[start of MATERIAL FOR THIS EXERCISE]

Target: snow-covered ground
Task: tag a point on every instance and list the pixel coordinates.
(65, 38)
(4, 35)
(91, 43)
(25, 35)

[end of MATERIAL FOR THIS EXERCISE]

__PROBLEM DETAILS__.
Reproduce the data above line for line, changing nothing.

__REPLY TO THE EXERCISE__.
Target: snow-covered ground
Task: tag a point on every instance and list the pixel coordinates.
(65, 38)
(4, 35)
(91, 43)
(25, 35)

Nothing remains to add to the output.